VORGEGEBENER TEXT –
----------------
Sind Sie Expertin in Sachen Liebe?
Nein, da irren sich alle immer. Wenn die Leute verliebt sind, brauchen sie mich und meine Sendung nicht. Ich kenne mich aber relativ gut mit Trennungen, Scheidungen, Einsamkeit und Ängsten aus. Mit Menschen, die noch nie einen Partner hatten. Diese seelischen Geschichten: darüber weiß ich Bescheid. Was Liebe wirklich ist – darüber habe ich mir nie den Kopf zerbrochen. Ich kann auch wenig darüber erzählen, denn in dem Moment, wo die Leute verliebt sind, werden sie unglaublich langweilig. Frisch verliebte Paare sind immer nur mit sich zusammen und ich sitz daneben und denk mir: „Was soll ich da fragen.“ Die sollen schmusen und ich geh wieder.
Menschen, die jahrelang einsam waren und plötzlich in einer Beziehung leben: wie verändern sich diese, äußerlich und innerlich?
Ein Mann, der noch nie zuvor eine Frau berührt hat, dekoriert sein Schlafzimmer plötzlich mit Plüschtieren und Decken, die mit Schmetterlingen bedruckt sind. Da sieht man auf einmal die weibliche Hand im Haushalt. Das ist dann natürlich sehr spannend. Die Menschen sind plötzlich offen und fröhlich. Man merkt, dass sie endlich die Fenster aufmachen und frische Luft in ihr Leben lassen. Eine in sich geschlossene Persönlichkeit, die zuvor immer nur eine Abfuhr bekommen hat, gibt sich auch selbst keine Chance. Das sind oft Leute, die bereits seit der Kindheit große Probleme haben, mit anderen in Kontakt zu treten – aus welchen Gründen auch immer. Man spürt, dass da etwas ist. Wenn ein solcher Mensch seine seelische Verkrustung durchbricht, ist das natürlich ein Glücksmoment für mich.
Warum, denken Sie, ist Ihr Format so erfolgreich?
Das weiß ich nicht. Wäre ich eitel, würde ich sagen: weil ich so gut bin (lacht). Teils aber sicher, weil die Sendung sehr realistisch ist. Bei uns gibt es keine Fakes. Die Leute, die sich für uns öffnen, sind absolut mutig. Ich bin immer wieder erstaunt, was sie mir berichten. Ich würde das nicht machen, freue mich aber, ihre Geschichte zu erzählen.
Was Liebe wirklich ist – darüber habe ich mir nie den Kopf zerbrochen. Ich kann auch wenig darüber erzählen, denn in dem Moment, wo die Leute verliebt sind, werden sie unglaublich langweilig.
Wird es immer schwieriger, Leute für Ihre Sendung zu finden?
----------------
DIE DATEN –
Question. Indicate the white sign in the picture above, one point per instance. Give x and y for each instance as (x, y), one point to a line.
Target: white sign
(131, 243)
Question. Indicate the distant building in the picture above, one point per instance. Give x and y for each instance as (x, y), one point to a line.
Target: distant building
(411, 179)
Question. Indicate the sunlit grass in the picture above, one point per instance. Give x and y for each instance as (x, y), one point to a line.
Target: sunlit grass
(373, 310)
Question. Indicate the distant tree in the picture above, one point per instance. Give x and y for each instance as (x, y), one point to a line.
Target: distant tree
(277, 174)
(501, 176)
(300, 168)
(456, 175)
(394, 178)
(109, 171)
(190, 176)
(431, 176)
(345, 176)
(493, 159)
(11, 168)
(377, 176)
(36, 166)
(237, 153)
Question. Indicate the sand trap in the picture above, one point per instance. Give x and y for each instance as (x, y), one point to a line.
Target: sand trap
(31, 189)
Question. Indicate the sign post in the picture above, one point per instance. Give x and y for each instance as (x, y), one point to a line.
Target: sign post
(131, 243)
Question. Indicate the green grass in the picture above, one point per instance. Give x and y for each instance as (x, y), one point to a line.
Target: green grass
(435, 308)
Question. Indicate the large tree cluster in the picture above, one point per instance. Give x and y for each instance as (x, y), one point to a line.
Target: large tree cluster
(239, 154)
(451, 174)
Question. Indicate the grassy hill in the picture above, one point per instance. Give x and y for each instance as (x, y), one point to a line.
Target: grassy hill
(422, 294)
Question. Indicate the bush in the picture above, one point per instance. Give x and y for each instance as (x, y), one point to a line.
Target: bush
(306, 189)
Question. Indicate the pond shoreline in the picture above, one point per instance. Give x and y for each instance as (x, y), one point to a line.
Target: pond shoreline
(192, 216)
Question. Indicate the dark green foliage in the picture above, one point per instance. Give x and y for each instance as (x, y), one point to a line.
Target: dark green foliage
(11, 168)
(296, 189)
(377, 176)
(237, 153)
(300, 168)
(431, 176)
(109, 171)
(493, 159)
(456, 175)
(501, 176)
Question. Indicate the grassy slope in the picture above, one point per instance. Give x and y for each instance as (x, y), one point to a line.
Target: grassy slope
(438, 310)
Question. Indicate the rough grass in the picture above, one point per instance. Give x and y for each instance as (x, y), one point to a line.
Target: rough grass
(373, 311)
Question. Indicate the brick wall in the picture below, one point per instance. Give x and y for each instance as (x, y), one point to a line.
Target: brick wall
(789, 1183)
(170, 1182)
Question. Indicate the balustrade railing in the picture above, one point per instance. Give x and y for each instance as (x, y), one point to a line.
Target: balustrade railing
----------------
AUFGABE A – Sammle alle Zeilen der Einträge, in denen die Zeichenfolge „shoreline“ vorkommt. Achte dabei auf Groß- und Kleinschreibung.
AUFGABE B – Greif das Interview über Liebe, Einsamkeit und die Fernsehsendung dort auf, wo es endet, und schreib es weiter.
Text und Einträge haben nichts miteinander zu tun.

ERGEBNIS A –
Question. Indicate the pond shoreline in the picture above, one point per instance. Give x and y for each instance as (x, y), one point to a line.
Target: pond shoreline

ERGEBNIS B –
Nein, leichter. Als wir angefangen haben, war das für die besseren Kreise ein No-Go. Heute melden sich irrsinnig viele Frauen, die richtig gut sind. Es gibt auch tolle Männer, aber die meisten sind Versager oder Weicheier. Viele suchen Mutter Spira, um zu jammern und über ihr trauriges Schicksal zu sprechen. Die Männer sind auch viel exhibitionistischer.
Was halten Sie von Sendungen wie „Bauer sucht Frau“ oder „das Geschäft mit der Liebe“?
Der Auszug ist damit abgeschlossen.